▶ [Document passage]
++++++

Hi! My name is Christina Tesoro.

I’m a writer, therapist, and holistic sex educator, and I’m so glad you’re here. Starting with a new therapist – whether it’s your first time in therapy, or you’re returning after some time away – is a big deal, and a vulnerable, courageous step of self-care and self-love toward healing. Here’s some information about me to help you assess whether you think we’d be a good fit for working together.

My journey to becoming a therapist started in 2015, when I began working with queer and trans youth at the Ali Forney Center, and with adolescent survivors as the Rape Crisis Health Educator at Mount Sinai’s Adolescent Health Center. From there, I started studying at the Institute for Sexuality Education and Enlightenment, with a focus on supporting queer, trans, and gender expansive people in all relationship styles (monogamous, ethically/consciously non-monogamous, polyamorous, relationship anarchists, and everything in-between) to create more liberated, authentic, values-aligned, and pleasure-filled lives.

While pursuing my Master of Social Work, I served as a fellow within the Sex Worker Giving Circle, a historic cross-class, multi-racial, intergenerational giving circle and fundraising initiative by and for sex workers and hosted by Third Wave Fund (Spring 2018 & 2020). I graduated from the Silberman School of Social Work in 2019, having served my second-year internship at the Institute for Human Identity, one of the oldest psychotherapy group practices in New York City specifically created to offer queer and gender affirming therapy for LGBTQ+ individuals, couples, and polycules.

++++++

▶ [Extracted material]
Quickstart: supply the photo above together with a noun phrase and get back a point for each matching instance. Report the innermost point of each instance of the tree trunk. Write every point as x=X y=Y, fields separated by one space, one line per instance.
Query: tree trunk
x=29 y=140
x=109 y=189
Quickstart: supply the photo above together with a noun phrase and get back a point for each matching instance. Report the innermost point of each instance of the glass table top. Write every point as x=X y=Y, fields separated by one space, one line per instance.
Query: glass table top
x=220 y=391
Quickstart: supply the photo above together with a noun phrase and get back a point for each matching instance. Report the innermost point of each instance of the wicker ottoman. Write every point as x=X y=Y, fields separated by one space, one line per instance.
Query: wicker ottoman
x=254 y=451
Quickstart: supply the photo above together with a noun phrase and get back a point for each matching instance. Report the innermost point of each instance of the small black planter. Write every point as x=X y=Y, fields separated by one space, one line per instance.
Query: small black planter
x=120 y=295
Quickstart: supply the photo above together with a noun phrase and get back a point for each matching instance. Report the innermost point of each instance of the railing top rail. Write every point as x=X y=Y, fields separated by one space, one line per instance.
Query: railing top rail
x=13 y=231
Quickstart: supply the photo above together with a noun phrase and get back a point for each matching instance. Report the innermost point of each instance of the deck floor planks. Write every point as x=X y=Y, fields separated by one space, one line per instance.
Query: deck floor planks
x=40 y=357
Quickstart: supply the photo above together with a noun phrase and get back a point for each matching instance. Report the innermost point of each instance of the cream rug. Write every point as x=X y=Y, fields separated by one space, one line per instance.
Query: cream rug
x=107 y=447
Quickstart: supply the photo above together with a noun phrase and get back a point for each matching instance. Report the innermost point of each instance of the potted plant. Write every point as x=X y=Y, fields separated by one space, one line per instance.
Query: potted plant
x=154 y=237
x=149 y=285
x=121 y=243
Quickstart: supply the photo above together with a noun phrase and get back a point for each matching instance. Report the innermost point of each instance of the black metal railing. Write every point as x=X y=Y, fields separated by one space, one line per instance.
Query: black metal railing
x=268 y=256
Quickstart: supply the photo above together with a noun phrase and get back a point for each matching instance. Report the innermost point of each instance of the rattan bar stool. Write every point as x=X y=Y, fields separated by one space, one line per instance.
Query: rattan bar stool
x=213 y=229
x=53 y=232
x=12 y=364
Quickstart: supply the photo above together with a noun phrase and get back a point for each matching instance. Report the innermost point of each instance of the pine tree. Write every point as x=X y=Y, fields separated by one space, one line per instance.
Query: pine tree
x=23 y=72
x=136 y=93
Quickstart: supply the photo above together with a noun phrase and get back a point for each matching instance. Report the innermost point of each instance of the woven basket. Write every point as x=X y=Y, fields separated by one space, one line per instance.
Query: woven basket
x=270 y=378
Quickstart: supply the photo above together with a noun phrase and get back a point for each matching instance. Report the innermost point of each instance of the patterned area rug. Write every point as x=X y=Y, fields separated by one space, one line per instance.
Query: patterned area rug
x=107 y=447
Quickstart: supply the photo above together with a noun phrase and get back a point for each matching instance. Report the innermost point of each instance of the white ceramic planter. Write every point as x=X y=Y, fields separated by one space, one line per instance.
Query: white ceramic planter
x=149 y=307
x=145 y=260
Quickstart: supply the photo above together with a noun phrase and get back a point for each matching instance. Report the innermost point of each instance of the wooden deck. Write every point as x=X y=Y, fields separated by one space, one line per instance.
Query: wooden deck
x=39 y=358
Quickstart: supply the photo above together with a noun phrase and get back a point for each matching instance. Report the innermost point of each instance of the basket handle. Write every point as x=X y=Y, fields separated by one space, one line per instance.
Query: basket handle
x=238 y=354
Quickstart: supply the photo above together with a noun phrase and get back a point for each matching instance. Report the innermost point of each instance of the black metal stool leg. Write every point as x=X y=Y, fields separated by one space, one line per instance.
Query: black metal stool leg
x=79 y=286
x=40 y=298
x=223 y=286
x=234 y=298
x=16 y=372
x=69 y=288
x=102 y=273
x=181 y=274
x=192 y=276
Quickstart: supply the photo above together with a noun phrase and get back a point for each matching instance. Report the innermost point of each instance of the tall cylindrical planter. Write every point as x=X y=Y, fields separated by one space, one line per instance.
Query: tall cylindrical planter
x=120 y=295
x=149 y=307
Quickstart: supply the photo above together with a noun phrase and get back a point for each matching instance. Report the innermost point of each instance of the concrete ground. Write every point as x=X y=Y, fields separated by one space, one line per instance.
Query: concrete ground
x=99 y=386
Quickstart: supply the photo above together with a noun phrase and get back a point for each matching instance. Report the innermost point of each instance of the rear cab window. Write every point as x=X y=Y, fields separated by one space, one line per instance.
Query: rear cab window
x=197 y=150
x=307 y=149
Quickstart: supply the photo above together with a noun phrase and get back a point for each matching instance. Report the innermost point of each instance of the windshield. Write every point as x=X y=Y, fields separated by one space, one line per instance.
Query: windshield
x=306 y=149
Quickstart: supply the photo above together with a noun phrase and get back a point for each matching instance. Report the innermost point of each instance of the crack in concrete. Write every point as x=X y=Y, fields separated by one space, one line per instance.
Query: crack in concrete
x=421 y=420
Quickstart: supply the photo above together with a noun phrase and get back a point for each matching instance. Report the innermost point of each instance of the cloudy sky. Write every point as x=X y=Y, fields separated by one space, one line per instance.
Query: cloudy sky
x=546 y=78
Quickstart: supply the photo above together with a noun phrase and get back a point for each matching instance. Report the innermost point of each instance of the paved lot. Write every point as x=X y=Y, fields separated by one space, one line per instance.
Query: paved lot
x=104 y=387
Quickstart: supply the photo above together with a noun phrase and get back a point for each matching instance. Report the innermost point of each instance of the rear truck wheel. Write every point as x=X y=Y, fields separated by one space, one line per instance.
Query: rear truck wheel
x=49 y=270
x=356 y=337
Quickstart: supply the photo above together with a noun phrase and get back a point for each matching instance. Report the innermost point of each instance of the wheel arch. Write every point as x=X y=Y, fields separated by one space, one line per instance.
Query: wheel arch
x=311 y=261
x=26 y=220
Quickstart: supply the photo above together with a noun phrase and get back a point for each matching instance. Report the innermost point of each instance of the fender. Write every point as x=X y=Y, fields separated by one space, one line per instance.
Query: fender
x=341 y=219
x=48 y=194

++++++

▶ [What to do]
1 - Summarize Christina Tesoro's introduction in two sentences.
2 - Turn the paragraph of Christina Tesoro's introduction that begins "While pursuing my Master of Social Work" into a bulleted list that keeps its main facts.
3 - Write the next part of Christina Tesoro's introduction, picking up after its last sentence.

▶ [Per-task answers]
1 - Christina Tesoro is a writer, therapist, and holistic sex educator whose path to therapy began in 2015 with work with queer and trans youth at the Ali Forney Center and with adolescent survivors at Mount Sinai's Adolescent Health Center. Tesoro then studied at the Institute for Sexuality Education and Enlightenment, was a fellow in the Sex Worker Giving Circle while earning a Master of Social Work, and graduated from the Silberman School of Social Work in 2019 after a second-year internship at the Institute for Human Identity.

2 -
- Fellow in the Sex Worker Giving Circle (Spring 2018 & 2020) while pursuing a Master of Social Work
- The circle is a cross-class, multi-racial, intergenerational giving circle and fundraising initiative by and for sex workers, hosted by Third Wave Fund
- Graduated from the Silberman School of Social Work in 2019
- Second-year internship at the Institute for Human Identity, one of New York City's oldest psychotherapy group practices offering queer and gender affirming therapy for LGBTQ+ individuals, couples, and polycules

3 -
Noticing a glaring absence of representation of sex workers and their health and mental health care needs within my social work program, my thesis project was titled Death to Whorephobia: Creating Sex Worker Cultural Competency in Social Work Practice and involved interviewing 40 current and former sex workers across the United States about their experiences with psychotherapy and mental health care, and devised competency practices in their own words. In 2020, I adapted Death to Whorephobia into an eBook, which has been included on the syllabus for human sexuality courses at the University of Virginia, where I have been a guest speaker, since 2021.

In 2020, I also co-edited Working It: Sex Workers on the Work of Sex, an anthology by and for sex workers, under my pen and stage name, Janis Luna (for whom my practice is named). My writing has also been featured in numerous sexuality anthologies, including The Edge of Sex: Navigating a Sexually Confusing Culture from the Margins, The People’s Book of Human Sexuality: Expanding the Sexology Archive, and the upcoming Bisexuality Beyond Binaries: Celebrating Multiple Bisexual Identities in a World of Erasure, set to be released in late 2024. You can also find me on Autostraddle (as Christina and as Janis), Catapult, PS Mag, and Medium, among other places scattered around the Internet.

As a therapist, I have had the incredible good fortune to be supervised by Lissy Navantu, LCSW, and Dee Dee Goldpaugh, LCSW, with whom I have given the space and support to delve deeply into relational therapy, somatic therapy, and psychedelic integration work. In 2024, I also completed certification in Family Constellations work under the guidance and mentorship of Luisa Muhr. In the summer of 2024, I passed my LCSW exam, and am forever grateful for the trust, support, and wisdom of my teachers.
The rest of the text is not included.